Start of Information provided

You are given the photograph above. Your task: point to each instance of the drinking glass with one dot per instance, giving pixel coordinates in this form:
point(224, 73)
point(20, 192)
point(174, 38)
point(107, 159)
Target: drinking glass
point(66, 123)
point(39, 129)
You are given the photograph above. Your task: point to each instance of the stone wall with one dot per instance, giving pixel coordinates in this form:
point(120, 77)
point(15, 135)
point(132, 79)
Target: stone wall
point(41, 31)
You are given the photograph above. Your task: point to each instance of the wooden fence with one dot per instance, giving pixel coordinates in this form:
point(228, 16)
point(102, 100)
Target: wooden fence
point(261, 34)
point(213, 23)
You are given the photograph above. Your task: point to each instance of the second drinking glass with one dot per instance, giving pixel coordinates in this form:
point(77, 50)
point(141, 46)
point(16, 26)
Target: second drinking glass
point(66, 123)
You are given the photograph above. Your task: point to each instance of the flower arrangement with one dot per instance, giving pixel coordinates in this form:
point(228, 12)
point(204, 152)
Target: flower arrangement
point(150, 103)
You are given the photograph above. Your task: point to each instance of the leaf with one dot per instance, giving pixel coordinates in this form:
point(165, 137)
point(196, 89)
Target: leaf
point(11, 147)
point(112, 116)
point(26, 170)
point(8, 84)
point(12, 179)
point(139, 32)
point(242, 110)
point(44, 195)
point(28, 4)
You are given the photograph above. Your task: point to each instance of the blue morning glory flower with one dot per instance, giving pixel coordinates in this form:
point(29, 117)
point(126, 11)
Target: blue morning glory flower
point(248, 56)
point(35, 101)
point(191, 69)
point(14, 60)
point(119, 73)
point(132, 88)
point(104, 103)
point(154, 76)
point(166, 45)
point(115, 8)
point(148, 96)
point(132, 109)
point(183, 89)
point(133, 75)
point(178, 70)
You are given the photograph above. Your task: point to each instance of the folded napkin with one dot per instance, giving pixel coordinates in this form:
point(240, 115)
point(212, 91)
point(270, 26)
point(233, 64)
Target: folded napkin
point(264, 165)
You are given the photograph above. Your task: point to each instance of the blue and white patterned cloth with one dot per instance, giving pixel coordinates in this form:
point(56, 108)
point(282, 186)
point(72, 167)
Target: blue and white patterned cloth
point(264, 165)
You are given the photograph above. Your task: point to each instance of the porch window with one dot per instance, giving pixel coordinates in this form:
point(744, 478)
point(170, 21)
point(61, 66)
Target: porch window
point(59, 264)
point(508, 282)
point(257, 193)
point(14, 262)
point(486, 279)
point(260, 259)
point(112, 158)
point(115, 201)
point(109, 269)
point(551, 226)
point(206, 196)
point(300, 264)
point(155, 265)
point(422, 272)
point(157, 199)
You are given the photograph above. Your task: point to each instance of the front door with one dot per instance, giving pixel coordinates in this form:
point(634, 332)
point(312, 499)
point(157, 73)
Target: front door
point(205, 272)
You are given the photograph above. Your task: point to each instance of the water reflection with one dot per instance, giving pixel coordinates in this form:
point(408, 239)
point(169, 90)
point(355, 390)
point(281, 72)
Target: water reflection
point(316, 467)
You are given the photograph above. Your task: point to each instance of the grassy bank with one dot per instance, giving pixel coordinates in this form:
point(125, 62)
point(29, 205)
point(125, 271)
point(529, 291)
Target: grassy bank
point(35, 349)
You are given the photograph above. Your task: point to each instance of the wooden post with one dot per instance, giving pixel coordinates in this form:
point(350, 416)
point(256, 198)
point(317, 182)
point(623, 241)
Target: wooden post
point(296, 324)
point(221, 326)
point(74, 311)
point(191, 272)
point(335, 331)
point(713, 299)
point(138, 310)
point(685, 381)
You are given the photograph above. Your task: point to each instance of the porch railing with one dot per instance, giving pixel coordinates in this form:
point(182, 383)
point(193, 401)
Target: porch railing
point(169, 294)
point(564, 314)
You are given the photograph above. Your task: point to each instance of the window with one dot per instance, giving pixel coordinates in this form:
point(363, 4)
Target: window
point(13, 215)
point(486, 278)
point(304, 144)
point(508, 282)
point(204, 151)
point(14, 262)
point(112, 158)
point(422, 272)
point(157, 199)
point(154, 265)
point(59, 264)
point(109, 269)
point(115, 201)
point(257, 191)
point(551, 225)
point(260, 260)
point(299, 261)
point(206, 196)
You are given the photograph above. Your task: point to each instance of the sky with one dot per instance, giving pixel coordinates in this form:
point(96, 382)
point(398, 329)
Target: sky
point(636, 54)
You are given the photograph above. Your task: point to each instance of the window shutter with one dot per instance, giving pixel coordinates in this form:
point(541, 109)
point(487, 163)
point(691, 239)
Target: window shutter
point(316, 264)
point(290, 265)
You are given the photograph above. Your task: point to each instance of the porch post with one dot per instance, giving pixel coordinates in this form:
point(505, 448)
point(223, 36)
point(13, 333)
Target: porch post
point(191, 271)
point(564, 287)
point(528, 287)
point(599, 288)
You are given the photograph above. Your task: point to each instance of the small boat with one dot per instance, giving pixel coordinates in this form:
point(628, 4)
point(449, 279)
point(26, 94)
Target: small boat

End of Information provided

• Work to complete: Convert every line of the entries above into a numbered list, omitting any blank lines.

• Response below:
1. You are given the photograph above. Your task: point to each instance of the drinking glass with one dot per instance, giving pixel coordinates in this form:
2. point(224, 73)
3. point(20, 192)
4. point(174, 38)
5. point(107, 159)
6. Target: drinking glass
7. point(66, 123)
8. point(39, 129)
9. You are given the photograph above. Your task: point to each instance of the stone wall with one dot per instance, giving pixel coordinates in this form:
10. point(120, 77)
11. point(15, 135)
12. point(132, 79)
13. Target: stone wall
14. point(41, 31)
15. You are given the photograph above. Your task: point to each instance of the wooden fence with one dot per instance, giving pixel coordinates in this form:
16. point(228, 16)
17. point(102, 100)
18. Target: wooden fence
19. point(261, 34)
20. point(213, 23)
21. You are given the photograph above. Your task: point to each instance of the second drinking glass with one dot per instance, giving pixel coordinates in this form:
22. point(77, 50)
23. point(141, 46)
24. point(16, 26)
25. Target: second drinking glass
26. point(66, 123)
27. You are given the photograph above. Your task: point to each instance of the flower arrangement with one dot per instance, giving pixel coordinates in this form:
28. point(228, 12)
29. point(204, 152)
30. Target: flower arrangement
31. point(150, 103)
32. You are given the photograph above. Your task: point to each instance of the leaf with one dot per instance, giving pixel coordinates in this form:
33. point(165, 137)
34. point(196, 89)
35. Target: leaf
36. point(11, 147)
37. point(112, 116)
38. point(26, 170)
39. point(8, 84)
40. point(12, 179)
41. point(139, 32)
42. point(242, 110)
43. point(44, 195)
44. point(28, 4)
45. You are given the photograph above. Your task: point to each instance of the blue morning glory flower with one dot per instance, giving pixel coordinates in this form:
46. point(29, 117)
47. point(126, 11)
48. Target: blue morning glory flower
49. point(248, 56)
50. point(35, 101)
51. point(191, 69)
52. point(14, 60)
53. point(119, 73)
54. point(132, 88)
55. point(104, 103)
56. point(154, 76)
57. point(166, 45)
58. point(115, 8)
59. point(148, 96)
60. point(132, 109)
61. point(183, 89)
62. point(133, 75)
63. point(178, 70)
64. You are given the photograph above. Your task: point to each instance of the folded napkin with one dot per instance, giving pixel coordinates in this form:
65. point(240, 115)
66. point(212, 91)
67. point(270, 26)
68. point(233, 64)
69. Target: folded napkin
70. point(264, 165)
71. You are given the photograph above. Your task: point to each instance of the blue and white patterned cloth with one dot per instance, giving pixel coordinates in this form:
72. point(56, 108)
73. point(282, 186)
74. point(72, 167)
75. Target: blue and white patterned cloth
76. point(264, 165)
77. You are given the photograph above. Your task: point to each instance of the porch window with one dot per instance, giving pixel coordinates in this form:
78. point(744, 478)
79. point(170, 21)
80. point(61, 66)
81. Target: porch window
82. point(59, 264)
83. point(508, 282)
84. point(257, 193)
85. point(14, 262)
86. point(486, 279)
87. point(260, 259)
88. point(112, 158)
89. point(115, 201)
90. point(109, 269)
91. point(551, 226)
92. point(206, 196)
93. point(300, 264)
94. point(155, 265)
95. point(422, 272)
96. point(157, 199)
97. You are given the photograph above. Your task: point to each instance of the front door with one dot per instance, giving pixel coordinates in this form:
98. point(634, 332)
99. point(312, 499)
100. point(157, 73)
101. Target: front door
102. point(205, 272)
103. You are given the photograph above. Your task: point to each instance of the water reflection with one dot per instance, giving pixel coordinates in this form:
104. point(408, 239)
105. point(169, 90)
106. point(355, 390)
107. point(281, 72)
108. Target: water reflection
109. point(316, 467)
110. You are given the photograph above. Your task: point to each instance of the grassy bank with one dot per instance, giving pixel coordinates in this form:
111. point(125, 62)
112. point(29, 205)
113. point(125, 271)
114. point(529, 291)
115. Target: grassy bank
116. point(35, 349)
117. You are given the photograph above. Your task: point to each instance of the wooden post with one dot per instance, giving pixel coordinates in this form:
118. point(350, 416)
119. point(256, 198)
120. point(317, 182)
121. point(623, 241)
122. Target: wooden post
123. point(296, 324)
124. point(221, 326)
125. point(74, 311)
126. point(191, 272)
127. point(335, 331)
128. point(713, 299)
129. point(138, 310)
130. point(685, 381)
131. You are given the photograph above. Your task: point to each instance of the porch railing with one dot per instance, giving pixel coordinates in this form:
132. point(182, 383)
133. point(193, 401)
134. Target: porch railing
135. point(169, 294)
136. point(564, 314)
137. You are given the photograph above. Your task: point to each instance of the window with one dot per instance, giving pixel coordinates in this form:
138. point(363, 4)
139. Target: window
140. point(13, 215)
141. point(486, 278)
142. point(304, 144)
143. point(508, 282)
144. point(204, 151)
145. point(14, 262)
146. point(112, 158)
147. point(422, 272)
148. point(157, 199)
149. point(154, 265)
150. point(59, 264)
151. point(109, 269)
152. point(115, 201)
153. point(257, 191)
154. point(551, 225)
155. point(260, 260)
156. point(299, 261)
157. point(206, 196)
158. You are given the photograph above. Your task: point to each instance of the sky with one dot per instance, giving pixel coordinates in this form:
159. point(96, 382)
160. point(398, 329)
161. Target: sky
162. point(636, 54)
163. You are given the photograph above. Your task: point to each instance of the window shutter with one dot per instance, giving pixel coordinates in this form:
164. point(541, 109)
165. point(487, 163)
166. point(691, 239)
167. Target: window shutter
168. point(316, 264)
169. point(290, 265)
170. You are given the photograph above. Your task: point to each instance of the porch post with one dot per instance, giving pixel coordinates in this form:
171. point(505, 448)
172. point(223, 36)
173. point(13, 333)
174. Target: porch post
175. point(191, 271)
176. point(564, 287)
177. point(528, 287)
178. point(599, 288)
179. You are given the photograph above. Your task: point to each instance of the small boat with one dot per instance, giving pixel coordinates in this form:
180. point(628, 4)
181. point(449, 279)
182. point(26, 94)
183. Target: small boat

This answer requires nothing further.